▸ Description of the task: Render every line of the listing below as a numbered list, leaving out any blank lines.
Start of Stored rows
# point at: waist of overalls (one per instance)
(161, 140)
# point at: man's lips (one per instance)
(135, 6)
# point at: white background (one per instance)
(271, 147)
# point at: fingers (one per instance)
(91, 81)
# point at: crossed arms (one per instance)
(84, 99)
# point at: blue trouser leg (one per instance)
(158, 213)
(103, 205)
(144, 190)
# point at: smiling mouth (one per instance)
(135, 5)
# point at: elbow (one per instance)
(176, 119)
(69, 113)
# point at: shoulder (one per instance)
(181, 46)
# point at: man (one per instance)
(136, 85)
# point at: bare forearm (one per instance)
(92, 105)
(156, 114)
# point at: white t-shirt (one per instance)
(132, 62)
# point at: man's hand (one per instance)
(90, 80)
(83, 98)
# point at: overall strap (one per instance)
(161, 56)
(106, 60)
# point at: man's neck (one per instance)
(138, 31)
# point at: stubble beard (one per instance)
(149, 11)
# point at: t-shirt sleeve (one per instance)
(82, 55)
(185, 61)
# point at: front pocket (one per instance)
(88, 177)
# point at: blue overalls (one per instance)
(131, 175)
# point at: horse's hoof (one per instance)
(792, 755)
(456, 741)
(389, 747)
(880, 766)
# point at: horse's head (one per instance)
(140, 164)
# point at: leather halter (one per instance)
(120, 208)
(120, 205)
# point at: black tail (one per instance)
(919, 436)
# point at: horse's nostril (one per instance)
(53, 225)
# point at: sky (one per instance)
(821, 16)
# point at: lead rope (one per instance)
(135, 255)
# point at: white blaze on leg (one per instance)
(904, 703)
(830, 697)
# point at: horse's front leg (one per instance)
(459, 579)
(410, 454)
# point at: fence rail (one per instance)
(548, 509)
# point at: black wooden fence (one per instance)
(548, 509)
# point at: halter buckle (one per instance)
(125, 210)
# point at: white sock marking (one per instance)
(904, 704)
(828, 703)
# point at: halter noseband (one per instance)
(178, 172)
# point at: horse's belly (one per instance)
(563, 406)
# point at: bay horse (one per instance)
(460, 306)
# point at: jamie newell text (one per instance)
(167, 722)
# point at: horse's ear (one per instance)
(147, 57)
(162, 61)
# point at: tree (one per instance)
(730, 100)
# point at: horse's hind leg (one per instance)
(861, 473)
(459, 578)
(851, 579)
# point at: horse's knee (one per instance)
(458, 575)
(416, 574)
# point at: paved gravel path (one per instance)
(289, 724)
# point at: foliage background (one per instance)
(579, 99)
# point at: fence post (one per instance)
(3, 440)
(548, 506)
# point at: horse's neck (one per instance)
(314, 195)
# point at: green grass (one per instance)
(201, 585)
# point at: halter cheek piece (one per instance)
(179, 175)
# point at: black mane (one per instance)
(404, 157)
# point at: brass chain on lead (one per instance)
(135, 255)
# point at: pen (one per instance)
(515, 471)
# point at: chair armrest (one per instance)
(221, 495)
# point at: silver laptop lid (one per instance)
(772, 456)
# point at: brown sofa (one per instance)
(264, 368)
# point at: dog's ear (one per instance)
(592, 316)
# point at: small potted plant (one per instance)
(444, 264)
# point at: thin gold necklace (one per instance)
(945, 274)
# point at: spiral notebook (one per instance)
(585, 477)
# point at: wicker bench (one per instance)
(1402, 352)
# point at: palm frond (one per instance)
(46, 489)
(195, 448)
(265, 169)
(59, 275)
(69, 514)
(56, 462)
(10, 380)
End of Stored rows
▸ Task output:
1. # point at: waist of overalls (one per instance)
2. (161, 140)
3. # point at: man's lips (one per instance)
4. (135, 6)
5. # point at: white background (one per instance)
6. (271, 147)
7. # point at: fingers (one per instance)
8. (91, 81)
9. # point at: crossed arms (one per instance)
10. (84, 99)
11. # point at: blue trouser leg (one per instance)
12. (158, 213)
13. (103, 205)
14. (144, 190)
15. # point at: smiling mouth (one per instance)
16. (135, 5)
17. # point at: elbow (one per instance)
18. (176, 119)
19. (69, 113)
20. # point at: shoulder (one per instance)
21. (181, 46)
22. # point at: man (one per instance)
23. (136, 85)
24. # point at: bare forearm (one per instance)
25. (92, 105)
26. (156, 114)
27. # point at: white t-shirt (one per instance)
28. (132, 62)
29. # point at: man's hand (one per instance)
30. (90, 80)
31. (83, 98)
32. # point at: overall strap (one per instance)
33. (161, 56)
34. (106, 60)
35. # point at: man's neck (one per instance)
36. (138, 31)
37. # point at: stubble beard (one per instance)
38. (149, 11)
39. # point at: t-shirt sleeve (one per instance)
40. (82, 55)
41. (185, 61)
42. # point at: front pocket (one per instance)
43. (88, 177)
44. # point at: blue overalls (one per instance)
45. (131, 175)
46. # point at: horse's hoof (one per instance)
47. (792, 755)
48. (456, 741)
49. (389, 747)
50. (880, 766)
51. # point at: horse's head (one per instance)
52. (140, 164)
53. # point at: leather halter (one per instance)
54. (120, 208)
55. (120, 205)
56. # point at: black tail (one per instance)
57. (919, 436)
58. # point at: horse's nostril (one per instance)
59. (53, 225)
60. # point at: sky (one per instance)
61. (821, 16)
62. # point at: lead rope (one per instance)
63. (135, 255)
64. # point at: white blaze on leg (one per instance)
65. (904, 703)
66. (830, 697)
67. # point at: horse's front leg (one per instance)
68. (459, 579)
69. (410, 454)
70. # point at: fence rail (one per instance)
71. (548, 509)
72. # point at: black wooden fence (one per instance)
73. (548, 509)
74. # point at: halter buckle (one per instance)
75. (125, 210)
76. # point at: white sock marking (one per instance)
77. (904, 704)
78. (828, 703)
79. # point at: halter noseband (one per instance)
80. (178, 172)
81. # point at: horse's belly (one per instance)
82. (563, 406)
83. # point at: bay horse (one per instance)
84. (460, 306)
85. # point at: jamie newell text (one per instance)
86. (167, 722)
87. # point at: horse's ear (one per instance)
88. (147, 57)
89. (162, 61)
90. # point at: tree (one per instance)
91. (730, 100)
92. # point at: horse's hind leg (one per instance)
93. (861, 473)
94. (459, 578)
95. (851, 579)
96. # point at: horse's knee (one per instance)
97. (458, 575)
98. (416, 574)
99. # point at: paved gravel path (one per instance)
100. (289, 724)
101. # point at: foliage background (one per instance)
102. (579, 99)
103. # point at: fence post (one per instance)
104. (3, 440)
105. (548, 506)
106. # point at: horse's neck (one per instance)
107. (314, 195)
108. # point at: green grass (one per instance)
109. (201, 585)
110. # point at: halter cheek piece (one per instance)
111. (179, 175)
112. # point at: black mane (one per instance)
113. (404, 157)
114. # point at: brass chain on lead (one per instance)
115. (135, 255)
116. # point at: pen (one per instance)
117. (515, 471)
118. # point at: chair armrest (one per instance)
119. (221, 495)
120. # point at: silver laptop lid (one per instance)
121. (772, 456)
122. # point at: brown sofa (one per instance)
123. (264, 368)
124. # point at: dog's ear (one per instance)
125. (592, 316)
126. # point at: small potted plant (one per instance)
127. (444, 264)
128. # point at: thin gold necklace (one per instance)
129. (945, 274)
130. # point at: spiral notebook (one per instance)
131. (585, 477)
132. # point at: wicker bench (one per instance)
133. (1402, 352)
134. # point at: palm frond (one per instance)
135. (46, 489)
136. (195, 448)
137. (265, 169)
138. (59, 275)
139. (69, 514)
140. (56, 462)
141. (10, 380)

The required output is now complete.